◆ **Input rows**:
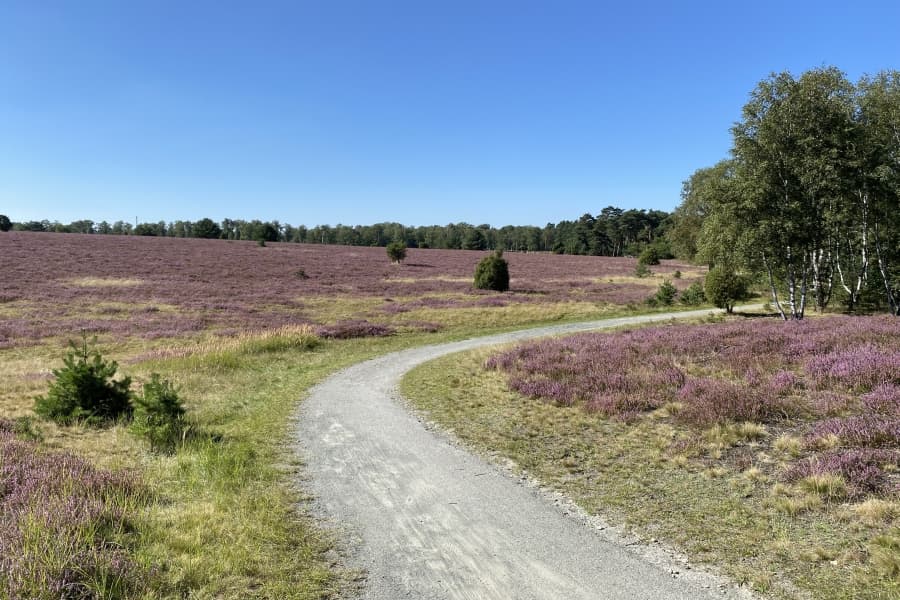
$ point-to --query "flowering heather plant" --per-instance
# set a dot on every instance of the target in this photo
(873, 431)
(884, 399)
(57, 284)
(862, 469)
(859, 368)
(738, 372)
(63, 524)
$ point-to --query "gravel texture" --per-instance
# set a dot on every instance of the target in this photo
(421, 517)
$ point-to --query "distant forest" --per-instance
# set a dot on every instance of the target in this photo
(613, 232)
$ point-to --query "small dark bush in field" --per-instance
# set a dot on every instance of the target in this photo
(492, 273)
(345, 330)
(396, 251)
(693, 295)
(724, 287)
(665, 295)
(84, 390)
(649, 256)
(641, 270)
(159, 415)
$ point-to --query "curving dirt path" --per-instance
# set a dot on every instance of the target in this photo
(425, 519)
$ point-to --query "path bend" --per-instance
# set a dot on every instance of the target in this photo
(425, 519)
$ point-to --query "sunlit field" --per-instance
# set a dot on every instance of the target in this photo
(241, 330)
(768, 448)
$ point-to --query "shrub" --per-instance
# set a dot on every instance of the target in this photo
(723, 287)
(693, 295)
(666, 293)
(159, 415)
(649, 256)
(84, 390)
(642, 271)
(396, 251)
(345, 330)
(492, 273)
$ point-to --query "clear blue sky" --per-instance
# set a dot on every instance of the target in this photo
(422, 112)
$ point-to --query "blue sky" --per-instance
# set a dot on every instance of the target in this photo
(422, 112)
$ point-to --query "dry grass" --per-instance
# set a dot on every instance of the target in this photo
(784, 540)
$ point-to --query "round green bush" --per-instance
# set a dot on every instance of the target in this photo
(396, 251)
(723, 287)
(492, 273)
(649, 256)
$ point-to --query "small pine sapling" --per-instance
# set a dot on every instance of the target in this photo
(84, 390)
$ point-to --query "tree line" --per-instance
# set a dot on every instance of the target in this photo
(612, 232)
(809, 199)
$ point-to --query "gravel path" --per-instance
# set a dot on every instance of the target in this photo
(423, 518)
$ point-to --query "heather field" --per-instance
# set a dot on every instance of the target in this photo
(241, 331)
(771, 448)
(152, 288)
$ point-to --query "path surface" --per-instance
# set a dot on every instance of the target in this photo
(427, 520)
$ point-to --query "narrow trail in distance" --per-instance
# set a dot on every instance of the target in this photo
(426, 519)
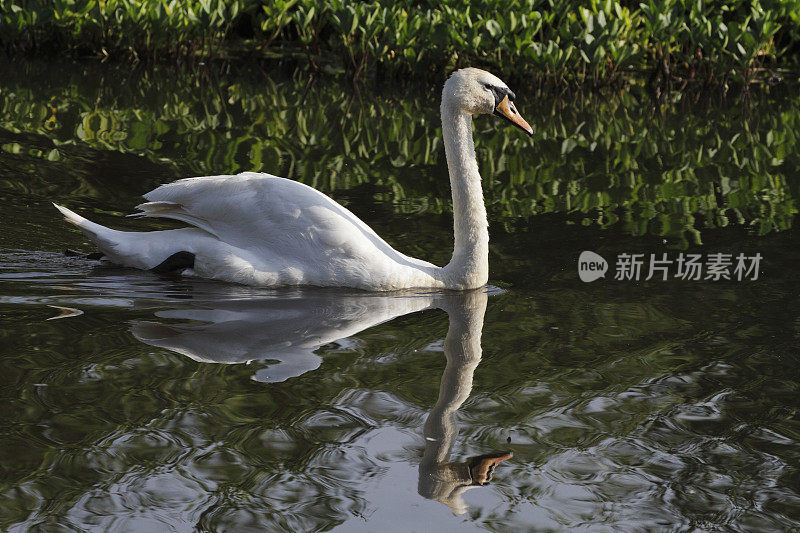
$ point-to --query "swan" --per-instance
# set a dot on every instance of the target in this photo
(262, 230)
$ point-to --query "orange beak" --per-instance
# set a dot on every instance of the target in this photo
(508, 111)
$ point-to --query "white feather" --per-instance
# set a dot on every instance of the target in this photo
(264, 230)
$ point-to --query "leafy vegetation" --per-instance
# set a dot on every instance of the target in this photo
(563, 40)
(670, 168)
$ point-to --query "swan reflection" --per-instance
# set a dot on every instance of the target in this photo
(288, 330)
(439, 478)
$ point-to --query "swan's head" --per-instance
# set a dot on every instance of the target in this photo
(476, 92)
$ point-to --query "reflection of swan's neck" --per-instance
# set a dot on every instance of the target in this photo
(469, 267)
(440, 479)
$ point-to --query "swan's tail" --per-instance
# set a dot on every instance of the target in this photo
(104, 238)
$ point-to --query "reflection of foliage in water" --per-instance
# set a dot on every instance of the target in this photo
(653, 168)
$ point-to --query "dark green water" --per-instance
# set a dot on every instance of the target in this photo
(184, 404)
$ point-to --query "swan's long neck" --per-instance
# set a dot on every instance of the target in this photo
(469, 267)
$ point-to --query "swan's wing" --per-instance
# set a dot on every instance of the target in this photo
(259, 211)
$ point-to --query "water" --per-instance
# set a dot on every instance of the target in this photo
(187, 404)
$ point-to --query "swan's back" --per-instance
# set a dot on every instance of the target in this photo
(280, 225)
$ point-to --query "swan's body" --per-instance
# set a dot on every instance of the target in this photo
(263, 230)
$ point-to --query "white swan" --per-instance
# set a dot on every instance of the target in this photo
(262, 230)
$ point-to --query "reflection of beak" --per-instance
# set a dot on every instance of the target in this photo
(508, 111)
(481, 468)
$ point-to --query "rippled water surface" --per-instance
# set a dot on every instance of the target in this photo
(136, 402)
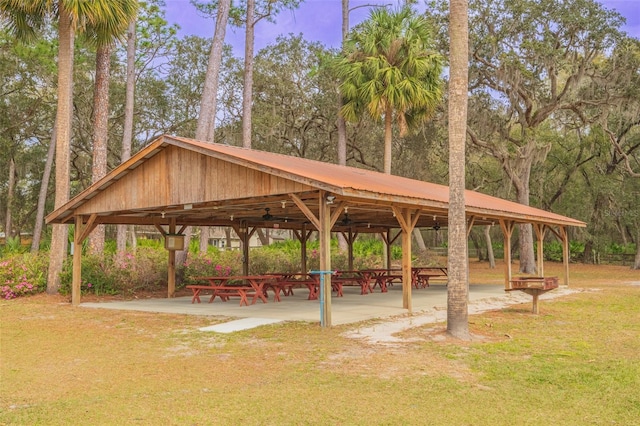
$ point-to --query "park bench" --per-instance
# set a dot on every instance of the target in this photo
(533, 286)
(225, 292)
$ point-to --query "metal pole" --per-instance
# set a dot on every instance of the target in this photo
(322, 295)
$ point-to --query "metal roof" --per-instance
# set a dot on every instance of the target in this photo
(368, 195)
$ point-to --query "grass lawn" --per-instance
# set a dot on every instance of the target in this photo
(577, 363)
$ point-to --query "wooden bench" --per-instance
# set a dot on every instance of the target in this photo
(421, 275)
(225, 292)
(287, 282)
(533, 286)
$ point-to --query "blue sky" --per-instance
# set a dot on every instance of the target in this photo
(319, 20)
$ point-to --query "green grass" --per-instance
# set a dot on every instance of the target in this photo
(578, 363)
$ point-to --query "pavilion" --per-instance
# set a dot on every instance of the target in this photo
(176, 182)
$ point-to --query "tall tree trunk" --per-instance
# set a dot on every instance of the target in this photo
(527, 257)
(487, 238)
(388, 121)
(42, 195)
(458, 286)
(127, 133)
(59, 235)
(100, 133)
(247, 93)
(205, 129)
(340, 123)
(419, 240)
(636, 261)
(8, 228)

◆ **Your goal**: Print every entry above again without changing a word, and omit the pictures.

◆ **Result for this task**:
$ point-to --query "flowering heather plant" --per-instance
# set a dot on every instance of the target in this photo
(873, 431)
(884, 399)
(57, 284)
(862, 469)
(859, 368)
(738, 372)
(63, 524)
$ point-to --query "gravel texture" --per-instance
# set a dot on every instance of the target in this photo
(421, 517)
$ point-to --query "distant forest" --per-instance
# set a dot on every instance of the target in this photo
(613, 232)
$ point-to --query "small dark bush in field" --per-instance
# set a dot on every instance of the target in this photo
(492, 273)
(345, 330)
(396, 251)
(693, 295)
(724, 287)
(665, 295)
(84, 390)
(649, 256)
(641, 270)
(159, 415)
$ point-to --query "curving dirt path" --per-instance
# set a dot on every instance of the target in this photo
(425, 519)
$ point-to --query "path bend" --per-instance
# set a dot on every instance of the target in this photo
(425, 519)
$ point-to --query "sunlit field" --per-instance
# set a dot on every instance of the target in this photo
(241, 330)
(768, 448)
$ point-to --query "shrub" --per-instance
# set a dot on every instance of the target in this photo
(723, 287)
(693, 295)
(666, 293)
(159, 415)
(649, 256)
(84, 390)
(642, 271)
(396, 251)
(345, 330)
(492, 273)
$ point-to --query "clear blue sky" --per-instance
# set a dot on every instance of the target in this photo
(422, 112)
$ point-to --query "blue sky" --per-instance
# set a dot on every instance of the target in this photo
(422, 112)
$ point-to --query "dry grass" --per-instance
# set a dot on every instance of the target in this photo
(784, 540)
$ point-to --query "round green bush" --per-instance
# set a dot on every instance of the target in this photo
(396, 251)
(723, 287)
(492, 273)
(649, 256)
$ point-to --query "small pine sapling" --per-instance
# set a dot on every instance of the target in this photo
(84, 390)
$ point-to --query "tree line" --per-instance
# set a dot on every instance of the target in this photo
(612, 232)
(809, 199)
$ point-to --query "gravel path" --per-instance
# set a dot on every instance of the target in this photo
(423, 518)
$ point-to --query "heather field" --per-instance
# set a dot on every instance of the target in this photo
(241, 331)
(771, 448)
(152, 288)
$ point-to --query "path surface" --per-instance
# set a dot on every instance of the target in this photo
(427, 520)
$ point-to --query "narrow trail in distance" --per-instance
# set a dot on every instance of the target in this photo
(426, 519)
$ point-to --query "swan" --per-instance
# set a dot on every instance of the target in this photo
(262, 230)
$ point-to --query "orange beak" --per-instance
# set a dot on every instance of the target in this photo
(508, 111)
$ point-to --query "white feather" --per-instance
# set a dot on every instance of the target in this photo
(264, 230)
$ point-to --query "leafy vegetation" --per-instance
# set a dot on every instance of the target in this photo
(563, 40)
(670, 168)
$ point-to --query "swan reflection" --per-instance
# set a dot on every instance of the target in this photo
(288, 330)
(439, 478)
$ point-to --query "swan's head" --per-instance
# set a dot on every instance of the target in this photo
(476, 92)
$ point-to --query "reflection of swan's neck" --per-instance
# set a dot on every instance of the target in this photo
(469, 267)
(440, 479)
$ point-to --query "swan's tail" --per-instance
# set a dot on every instance of the target in this photo
(104, 238)
$ point-to --query "reflection of foliage in water" --per-instance
# set a dot on every instance of the target in this photo
(653, 168)
$ point-to --query "dark green water" --per-instance
# set a dot on every instance of the target in this photo
(184, 404)
$ point-to --query "swan's long neck" --per-instance
# set a dot on every instance of the target in this photo
(469, 267)
$ point-to --query "swan's wing" --per-instance
# set a dot on every instance of the target in this photo
(259, 211)
$ point-to --query "water" --per-instance
# set a dot on every instance of the target in this photo
(187, 404)
$ point-to --query "swan's back" --per-instance
# set a dot on every instance of the target in this photo
(280, 225)
$ point-to --query "swan's body" --per-instance
# set a dot on every instance of the target in this photo
(263, 230)
$ point-to --query "white swan" --per-instance
# set a dot on every instance of the target in this photo
(262, 230)
$ point-to --query "reflection of beak" --per-instance
# set a dot on every instance of the target in this photo
(508, 111)
(481, 468)
$ point-to --query "rippled water surface" --per-instance
# set a dot on every instance of the target in this photo
(136, 402)
$ point-to --query "park bench" --per-instance
# set a dot on every instance of the target in this photo
(533, 286)
(225, 292)
$ point-to --query "metal pole" --per-instance
# set a dot on every instance of the target in this photo
(322, 295)
$ point-to --query "metal roof" --per-instance
# set a dot on every instance of the target in this photo
(368, 195)
$ point-to --query "grass lawn" --per-instance
# set a dot on every instance of the target in this photo
(577, 363)
$ point-to --query "wooden bench" --per-instance
# set a dot on every instance of the target in this photo
(421, 275)
(225, 292)
(287, 282)
(533, 286)
$ point-to --query "blue sky" --per-instance
# set a dot on every instance of the target in this photo
(319, 20)
$ point-to --query "green grass" --per-instance
# set a dot on every instance of the target in this photo
(578, 363)
$ point-to --query "pavilion" --per-instance
# set a dot on every instance of the target in this photo
(176, 182)
$ point-to --query "tall tree trunk" --per-instance
# set a dot on every instance of the target in this photo
(527, 257)
(487, 238)
(388, 121)
(42, 195)
(458, 286)
(127, 133)
(59, 235)
(100, 133)
(247, 93)
(205, 129)
(340, 123)
(419, 240)
(636, 261)
(8, 228)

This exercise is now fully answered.